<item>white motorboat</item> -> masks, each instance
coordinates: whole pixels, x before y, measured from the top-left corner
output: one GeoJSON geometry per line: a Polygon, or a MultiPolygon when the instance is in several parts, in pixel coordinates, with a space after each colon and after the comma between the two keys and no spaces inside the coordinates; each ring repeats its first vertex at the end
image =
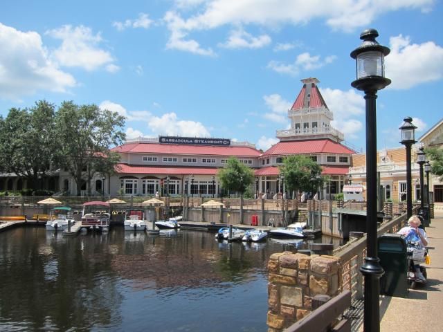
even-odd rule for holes
{"type": "Polygon", "coordinates": [[[232,237],[229,237],[229,228],[223,227],[219,230],[215,234],[215,238],[219,239],[225,239],[228,241],[239,241],[241,240],[246,230],[239,228],[233,228],[232,237]]]}
{"type": "Polygon", "coordinates": [[[269,231],[269,236],[273,237],[286,237],[290,239],[303,239],[305,234],[300,228],[278,228],[269,231]]]}
{"type": "Polygon", "coordinates": [[[94,201],[83,204],[82,227],[107,231],[109,229],[110,205],[109,203],[94,201]],[[96,210],[105,209],[105,210],[96,210]]]}
{"type": "Polygon", "coordinates": [[[75,222],[71,215],[71,208],[60,206],[54,208],[49,212],[49,219],[46,222],[46,230],[64,231],[68,229],[69,222],[71,225],[75,222]]]}
{"type": "Polygon", "coordinates": [[[126,211],[123,225],[125,230],[145,230],[146,229],[145,212],[140,209],[128,210],[126,211]]]}
{"type": "Polygon", "coordinates": [[[262,230],[248,230],[244,233],[242,241],[259,242],[266,240],[268,233],[262,230]]]}
{"type": "Polygon", "coordinates": [[[155,225],[161,230],[180,228],[180,224],[175,218],[170,218],[169,220],[156,221],[155,225]]]}

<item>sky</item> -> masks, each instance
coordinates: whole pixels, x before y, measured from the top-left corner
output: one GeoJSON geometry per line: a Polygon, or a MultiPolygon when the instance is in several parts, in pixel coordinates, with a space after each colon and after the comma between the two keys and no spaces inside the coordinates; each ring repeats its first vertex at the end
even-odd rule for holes
{"type": "Polygon", "coordinates": [[[350,53],[361,31],[390,48],[377,100],[379,149],[443,118],[442,0],[21,1],[0,3],[0,116],[46,100],[125,116],[127,138],[230,138],[258,149],[288,129],[316,77],[332,126],[365,149],[350,53]]]}

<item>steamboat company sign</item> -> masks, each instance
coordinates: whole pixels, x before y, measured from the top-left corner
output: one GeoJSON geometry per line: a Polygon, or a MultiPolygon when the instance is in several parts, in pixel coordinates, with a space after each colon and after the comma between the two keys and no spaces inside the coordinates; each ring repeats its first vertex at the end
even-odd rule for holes
{"type": "Polygon", "coordinates": [[[230,140],[226,138],[202,138],[199,137],[159,136],[159,142],[163,144],[189,144],[192,145],[230,145],[230,140]]]}

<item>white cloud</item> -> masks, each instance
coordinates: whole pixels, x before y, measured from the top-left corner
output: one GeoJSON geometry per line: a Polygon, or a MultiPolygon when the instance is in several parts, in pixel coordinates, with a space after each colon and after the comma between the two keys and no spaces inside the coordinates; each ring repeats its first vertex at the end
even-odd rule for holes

- - -

- Problem statement:
Report, as a number alone, how many lines of the listing above contain the string "item".

- Output for this task:
4